Query the KBase/BERDL Datalake MCP Server via REST API using Python.

Setup

The KBASE_TOKEN environment variable must be set. Tokens expire after ~1 week.

Python API Functions

Use execute_code with these helper functions to query the lakehouse:

import os
import requests
import pandas as pd

KBASE_TOKEN = os.environ.get('KBASE_TOKEN')
BASE_URL = 'https://hub.berdl.kbase.us/apis/mcp'

def get_headers():
    return {
        'Authorization': f'Bearer {KBASE_TOKEN}',
        'Content-Type': 'application/json',
        'accept': 'application/json'
    }

def list_databases():
    '''List all available databases'''
    resp = requests.post(
        f'{BASE_URL}/delta/databases/list',
        headers=get_headers(),
        json={'use_hms': True, 'filter_by_namespace': True}
    )
    resp.raise_for_status()
    return resp.json()['databases']

def list_tables(database):
    '''List tables in a database'''
    resp = requests.post(
        f'{BASE_URL}/delta/databases/tables/list',
        headers=get_headers(),
        json={'database': database, 'use_hms': True}
    )

■ GIVEN RECORDS ■
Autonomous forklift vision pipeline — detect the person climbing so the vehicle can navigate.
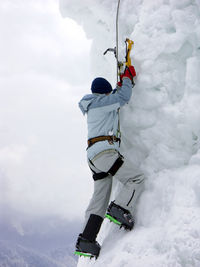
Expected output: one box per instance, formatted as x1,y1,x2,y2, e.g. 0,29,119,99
75,66,144,258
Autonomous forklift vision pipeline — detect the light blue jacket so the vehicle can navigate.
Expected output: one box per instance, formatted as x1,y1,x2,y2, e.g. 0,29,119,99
79,77,133,159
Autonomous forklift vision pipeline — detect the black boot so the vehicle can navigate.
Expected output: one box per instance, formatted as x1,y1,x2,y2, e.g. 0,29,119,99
75,234,101,259
106,202,134,230
75,214,103,259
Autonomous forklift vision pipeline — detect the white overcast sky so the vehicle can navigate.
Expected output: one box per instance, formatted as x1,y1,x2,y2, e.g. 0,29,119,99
0,0,92,225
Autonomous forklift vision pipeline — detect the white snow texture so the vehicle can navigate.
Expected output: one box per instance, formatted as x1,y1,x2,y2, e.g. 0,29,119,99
60,0,200,267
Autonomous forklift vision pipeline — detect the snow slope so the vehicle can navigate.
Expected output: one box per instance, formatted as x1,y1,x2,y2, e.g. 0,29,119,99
60,0,200,267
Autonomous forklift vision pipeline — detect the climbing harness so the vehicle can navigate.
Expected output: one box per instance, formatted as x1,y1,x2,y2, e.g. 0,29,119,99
88,135,120,148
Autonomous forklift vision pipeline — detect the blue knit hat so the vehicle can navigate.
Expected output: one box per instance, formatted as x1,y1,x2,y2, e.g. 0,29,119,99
91,77,112,94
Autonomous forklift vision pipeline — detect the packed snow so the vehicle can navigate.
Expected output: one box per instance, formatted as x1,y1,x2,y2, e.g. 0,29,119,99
60,0,200,267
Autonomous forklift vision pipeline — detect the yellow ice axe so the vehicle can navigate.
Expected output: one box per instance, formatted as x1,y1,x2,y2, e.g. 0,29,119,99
125,38,134,67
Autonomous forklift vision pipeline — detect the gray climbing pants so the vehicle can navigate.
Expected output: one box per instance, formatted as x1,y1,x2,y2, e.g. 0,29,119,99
84,150,144,225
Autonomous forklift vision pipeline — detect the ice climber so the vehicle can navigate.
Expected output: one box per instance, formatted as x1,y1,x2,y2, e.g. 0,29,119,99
76,66,144,258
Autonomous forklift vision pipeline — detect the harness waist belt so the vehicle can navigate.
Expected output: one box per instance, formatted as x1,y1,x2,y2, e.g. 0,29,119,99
88,135,120,148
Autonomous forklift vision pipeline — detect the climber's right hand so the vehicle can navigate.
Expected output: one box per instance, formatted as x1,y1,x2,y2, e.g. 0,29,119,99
122,66,136,82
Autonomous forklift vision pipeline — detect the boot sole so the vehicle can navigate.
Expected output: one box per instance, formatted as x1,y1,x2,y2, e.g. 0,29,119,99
74,251,98,259
105,214,133,231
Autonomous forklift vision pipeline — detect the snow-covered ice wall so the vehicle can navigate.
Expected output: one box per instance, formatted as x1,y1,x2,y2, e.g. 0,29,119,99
60,0,200,267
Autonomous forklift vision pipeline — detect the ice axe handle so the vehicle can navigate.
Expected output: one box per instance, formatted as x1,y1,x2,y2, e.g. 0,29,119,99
125,38,134,67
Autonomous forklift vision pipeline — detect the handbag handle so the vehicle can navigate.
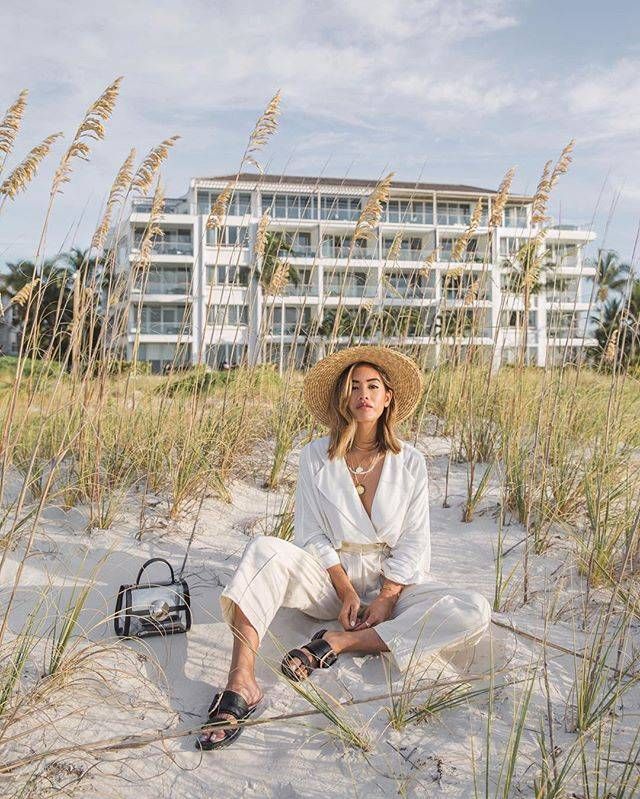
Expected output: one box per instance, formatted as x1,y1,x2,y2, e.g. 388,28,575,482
136,558,176,585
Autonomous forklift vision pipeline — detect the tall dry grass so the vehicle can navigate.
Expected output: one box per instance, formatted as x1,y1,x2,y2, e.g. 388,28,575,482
0,80,640,797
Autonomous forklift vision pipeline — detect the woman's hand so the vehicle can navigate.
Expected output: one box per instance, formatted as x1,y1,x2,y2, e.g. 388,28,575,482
352,594,397,632
338,588,360,630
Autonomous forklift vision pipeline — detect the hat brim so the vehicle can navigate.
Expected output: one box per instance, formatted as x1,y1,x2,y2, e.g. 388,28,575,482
303,344,424,427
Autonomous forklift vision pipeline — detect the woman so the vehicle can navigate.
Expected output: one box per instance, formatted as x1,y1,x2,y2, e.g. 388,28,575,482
196,345,491,749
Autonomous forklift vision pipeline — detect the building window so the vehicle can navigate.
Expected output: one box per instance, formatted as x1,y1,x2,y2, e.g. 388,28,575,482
138,342,191,374
438,202,471,225
206,341,247,369
262,194,316,219
271,305,311,336
320,196,362,221
135,263,191,294
207,305,249,327
383,200,433,225
197,189,251,216
207,225,249,247
138,305,191,336
504,205,527,228
498,236,529,258
322,236,370,258
207,264,251,286
500,310,536,329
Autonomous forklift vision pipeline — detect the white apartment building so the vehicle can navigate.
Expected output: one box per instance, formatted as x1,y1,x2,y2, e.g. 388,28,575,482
112,174,595,372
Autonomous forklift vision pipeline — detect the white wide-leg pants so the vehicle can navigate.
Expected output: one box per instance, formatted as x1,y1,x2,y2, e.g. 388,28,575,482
220,536,491,672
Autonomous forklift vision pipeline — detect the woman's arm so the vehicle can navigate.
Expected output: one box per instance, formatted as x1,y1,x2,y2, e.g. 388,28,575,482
293,448,340,569
293,449,360,630
382,455,431,592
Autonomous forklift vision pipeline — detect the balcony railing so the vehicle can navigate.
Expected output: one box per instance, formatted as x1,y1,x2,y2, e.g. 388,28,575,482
288,244,316,258
132,240,193,255
133,280,191,294
280,283,318,297
503,216,529,230
442,286,488,301
438,249,488,264
324,283,378,297
131,197,189,214
322,244,376,259
437,211,489,227
383,283,436,300
547,327,584,338
262,205,317,219
320,208,362,222
271,322,309,336
382,249,430,261
547,288,580,302
382,210,433,225
544,255,578,269
133,321,191,336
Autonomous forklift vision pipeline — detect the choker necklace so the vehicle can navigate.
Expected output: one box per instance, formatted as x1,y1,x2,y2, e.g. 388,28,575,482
344,452,382,496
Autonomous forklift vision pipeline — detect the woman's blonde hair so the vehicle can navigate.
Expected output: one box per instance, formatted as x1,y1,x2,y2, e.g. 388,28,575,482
327,361,401,460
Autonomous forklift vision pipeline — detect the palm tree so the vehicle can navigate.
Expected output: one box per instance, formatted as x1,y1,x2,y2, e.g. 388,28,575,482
592,278,640,365
590,250,631,303
0,247,102,358
257,232,300,293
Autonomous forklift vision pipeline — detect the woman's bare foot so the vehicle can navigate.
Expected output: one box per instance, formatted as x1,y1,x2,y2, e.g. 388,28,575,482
198,673,264,743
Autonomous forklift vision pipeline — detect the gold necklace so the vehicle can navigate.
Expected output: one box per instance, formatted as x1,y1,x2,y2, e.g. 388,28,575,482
344,452,381,496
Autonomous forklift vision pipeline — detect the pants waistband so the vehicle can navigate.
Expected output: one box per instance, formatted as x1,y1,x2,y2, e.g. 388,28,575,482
338,541,391,555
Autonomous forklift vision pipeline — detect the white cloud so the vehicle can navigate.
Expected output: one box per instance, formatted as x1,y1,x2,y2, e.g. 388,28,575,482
0,0,640,262
567,58,640,141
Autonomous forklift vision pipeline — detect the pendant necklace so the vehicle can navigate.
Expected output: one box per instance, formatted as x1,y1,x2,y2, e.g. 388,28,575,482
344,452,381,496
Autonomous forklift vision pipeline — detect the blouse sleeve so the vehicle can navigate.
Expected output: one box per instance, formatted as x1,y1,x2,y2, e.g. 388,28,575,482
382,455,431,585
293,447,340,569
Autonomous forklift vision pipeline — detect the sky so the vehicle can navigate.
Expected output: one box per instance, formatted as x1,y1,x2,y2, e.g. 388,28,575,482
0,0,640,268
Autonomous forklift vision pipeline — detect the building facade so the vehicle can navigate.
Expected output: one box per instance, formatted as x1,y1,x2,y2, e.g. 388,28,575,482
110,174,595,372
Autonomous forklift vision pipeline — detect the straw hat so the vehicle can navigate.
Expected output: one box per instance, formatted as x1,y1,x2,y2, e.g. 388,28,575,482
303,344,424,427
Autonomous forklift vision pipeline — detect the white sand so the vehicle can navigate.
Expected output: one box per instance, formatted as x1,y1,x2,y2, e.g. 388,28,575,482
2,438,639,799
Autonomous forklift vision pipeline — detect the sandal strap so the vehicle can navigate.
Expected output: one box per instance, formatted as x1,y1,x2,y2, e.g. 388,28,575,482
305,638,338,669
209,690,251,721
285,644,315,671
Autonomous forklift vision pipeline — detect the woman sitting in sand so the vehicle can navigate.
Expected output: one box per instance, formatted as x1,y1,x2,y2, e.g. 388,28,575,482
196,345,491,749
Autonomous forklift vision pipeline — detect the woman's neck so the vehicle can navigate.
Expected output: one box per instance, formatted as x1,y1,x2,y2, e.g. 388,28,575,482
353,422,378,449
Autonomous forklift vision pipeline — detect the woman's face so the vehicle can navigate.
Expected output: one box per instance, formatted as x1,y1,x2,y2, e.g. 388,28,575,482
349,364,391,422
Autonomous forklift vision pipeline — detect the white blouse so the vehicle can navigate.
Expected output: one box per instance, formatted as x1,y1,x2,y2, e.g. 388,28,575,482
294,435,431,585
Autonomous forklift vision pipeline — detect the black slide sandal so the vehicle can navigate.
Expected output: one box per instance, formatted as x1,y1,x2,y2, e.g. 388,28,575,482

■ WHAT YOU WILL DO ■
a - According to the text on querying the Datalake MCP Server, how long do tokens last before they expire?
b - Find every line of the records that contains the string "harness", and copy each one. Case counts.

■ IN RESPONSE ■
a - About one week.

b -
Autonomous forklift vision pipeline — detect the climbing harness so the vehicle can navigate.
Autonomous forklift vision pipeline — detect the harness waist belt so the vehicle can navigate.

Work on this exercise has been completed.